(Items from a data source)
□ □ □ □

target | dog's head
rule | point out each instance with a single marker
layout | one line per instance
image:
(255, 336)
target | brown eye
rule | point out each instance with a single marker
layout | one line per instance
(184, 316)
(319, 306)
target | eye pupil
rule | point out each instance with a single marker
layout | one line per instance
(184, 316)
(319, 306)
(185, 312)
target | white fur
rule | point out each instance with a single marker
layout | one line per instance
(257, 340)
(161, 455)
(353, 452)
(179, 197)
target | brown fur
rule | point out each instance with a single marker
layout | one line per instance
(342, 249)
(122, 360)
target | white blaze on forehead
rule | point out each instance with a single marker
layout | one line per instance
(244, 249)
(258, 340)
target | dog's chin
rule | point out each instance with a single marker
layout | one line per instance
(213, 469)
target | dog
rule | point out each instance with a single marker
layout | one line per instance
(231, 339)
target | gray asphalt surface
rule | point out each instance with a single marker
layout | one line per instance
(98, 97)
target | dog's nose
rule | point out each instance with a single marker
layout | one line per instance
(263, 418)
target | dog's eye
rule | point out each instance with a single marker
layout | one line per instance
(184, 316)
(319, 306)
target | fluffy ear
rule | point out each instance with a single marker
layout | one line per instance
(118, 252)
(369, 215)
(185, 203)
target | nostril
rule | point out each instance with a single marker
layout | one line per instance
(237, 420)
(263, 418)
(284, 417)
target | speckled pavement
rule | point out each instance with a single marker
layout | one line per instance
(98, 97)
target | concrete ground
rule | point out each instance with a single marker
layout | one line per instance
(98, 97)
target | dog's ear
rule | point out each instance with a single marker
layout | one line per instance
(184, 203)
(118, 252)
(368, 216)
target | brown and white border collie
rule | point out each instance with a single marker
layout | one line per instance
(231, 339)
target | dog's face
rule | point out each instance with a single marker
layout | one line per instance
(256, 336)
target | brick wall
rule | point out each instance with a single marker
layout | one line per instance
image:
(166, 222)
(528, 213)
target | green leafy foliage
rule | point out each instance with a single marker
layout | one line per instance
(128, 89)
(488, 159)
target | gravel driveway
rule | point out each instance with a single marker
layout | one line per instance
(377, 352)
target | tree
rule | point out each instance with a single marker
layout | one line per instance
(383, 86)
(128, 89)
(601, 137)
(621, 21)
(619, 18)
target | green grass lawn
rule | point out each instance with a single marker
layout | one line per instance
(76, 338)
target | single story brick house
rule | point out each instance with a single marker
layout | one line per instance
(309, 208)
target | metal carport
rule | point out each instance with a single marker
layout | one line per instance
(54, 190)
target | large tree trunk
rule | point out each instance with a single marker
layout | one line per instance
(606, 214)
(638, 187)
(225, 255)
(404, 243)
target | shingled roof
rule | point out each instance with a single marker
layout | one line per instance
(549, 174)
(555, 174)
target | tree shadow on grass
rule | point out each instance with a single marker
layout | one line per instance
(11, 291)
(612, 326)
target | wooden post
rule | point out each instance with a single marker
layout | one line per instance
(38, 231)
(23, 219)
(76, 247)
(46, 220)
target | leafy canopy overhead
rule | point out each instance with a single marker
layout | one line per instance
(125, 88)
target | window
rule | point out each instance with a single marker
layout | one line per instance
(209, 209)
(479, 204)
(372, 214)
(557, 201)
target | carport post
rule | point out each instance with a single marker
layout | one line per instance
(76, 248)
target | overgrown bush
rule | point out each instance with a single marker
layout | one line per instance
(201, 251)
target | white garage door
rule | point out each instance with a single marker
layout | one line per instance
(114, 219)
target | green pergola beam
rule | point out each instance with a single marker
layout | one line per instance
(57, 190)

□ □ □ □

(CHALLENGE) Each of the records should be retyped exactly.

(THE SOLUTION)
target | dog's head
rule | point out each instance with a single marker
layout | one line per instance
image:
(255, 336)
target | brown eye
rule | point out each instance with a single marker
layout | one line per instance
(184, 316)
(319, 306)
target | eye pupil
rule | point out each instance with a single marker
layout | one line per instance
(184, 316)
(319, 306)
(185, 312)
target | white fur
rule | point out each instance with a single marker
layout | one line per instance
(257, 340)
(161, 455)
(353, 452)
(179, 197)
target | brown fur
rule | point out each instance with a single marker
layout | one line per instance
(342, 249)
(122, 360)
target | white blaze on forehead
rule | point out each instance with a single marker
layout | one line per instance
(244, 249)
(258, 340)
target | dog's chin
rule | point out each instance with a single marker
layout | one line per instance
(213, 469)
target | dog
rule | point out each instance with a single marker
layout | one line per instance
(231, 339)
target | gray asphalt surface
rule | point out each instance with a single marker
layout | one line per instance
(98, 97)
target | dog's nose
rule | point out each instance with a single marker
layout | one line per instance
(263, 418)
target | dog's eye
rule | point out each instance with a single marker
layout | one line per instance
(184, 316)
(319, 306)
target | fluffy ear
rule | point out each instance with a single marker
layout | one line per instance
(118, 252)
(369, 215)
(185, 203)
target | nostril
rule | point out each instance with a single marker
layout | one line per instance
(237, 420)
(263, 418)
(284, 417)
target | speckled pavement
rule | point out each instance with a single marker
layout | one line per instance
(98, 97)
target | concrete ground
rule | point out each instance with a single marker
layout | one line per instance
(98, 97)
target | dog's ear
rule | point out each instance with a single marker
layout | one line per instance
(184, 203)
(118, 252)
(368, 216)
target | brown and white border collie
rule | point out each instance with a single marker
layout | one line per instance
(231, 339)
target | dog's face
rule | point out each instance with a single marker
layout | one line per instance
(256, 336)
target | brick wall
rule | point out each instance with a single marker
layout | one line per instance
image:
(166, 222)
(528, 213)
target | green leafy foliage
rule | point out each instance with a single marker
layout | one line per instance
(128, 89)
(488, 159)
target | gravel driveway
rule | point out each instance with a single marker
layout | one line per instance
(377, 352)
target | tree
rule | point out each instance with a single marker
layout | one line per instance
(383, 86)
(128, 89)
(601, 137)
(621, 21)
(619, 18)
target | green grass lawn
rule | point out each instance with a single marker
layout | one line per instance
(76, 338)
target | single story brick house
rule | point out each instance with a single marker
layout | one line per instance
(309, 208)
target | metal carport
rule | point out each instance with a single marker
layout | one line per instance
(54, 190)
target | large tree trunk
rule | point out each instance with a single marker
layout | one line per instance
(606, 214)
(638, 187)
(225, 255)
(404, 243)
target | shingled roof
rule | point out each instance with a single marker
layout | one line per instance
(549, 174)
(555, 174)
target | tree shadow on grass
rule | point out each instance with a single marker
layout | one line per instance
(11, 291)
(612, 326)
target | wooden post
rule | point out each instance with a single marker
layout | one line per instance
(38, 231)
(23, 219)
(76, 247)
(46, 220)
target | leafy canopy overhead
rule | point out each instance with a single marker
layout | one line per instance
(125, 88)
target | window
rule | point out each instance with a single marker
layout | one line per instance
(209, 209)
(479, 204)
(372, 214)
(557, 201)
target | carport post
rule | point out each instance with a single marker
layout | one line per instance
(76, 248)
target | overgrown bush
rule | point out each instance with a single marker
layout | one line per instance
(201, 251)
target | white garage door
rule | point out each instance with a single marker
layout | one line per instance
(114, 219)
target | green pergola beam
rule | point out each instance with a single marker
layout | one line per instance
(57, 190)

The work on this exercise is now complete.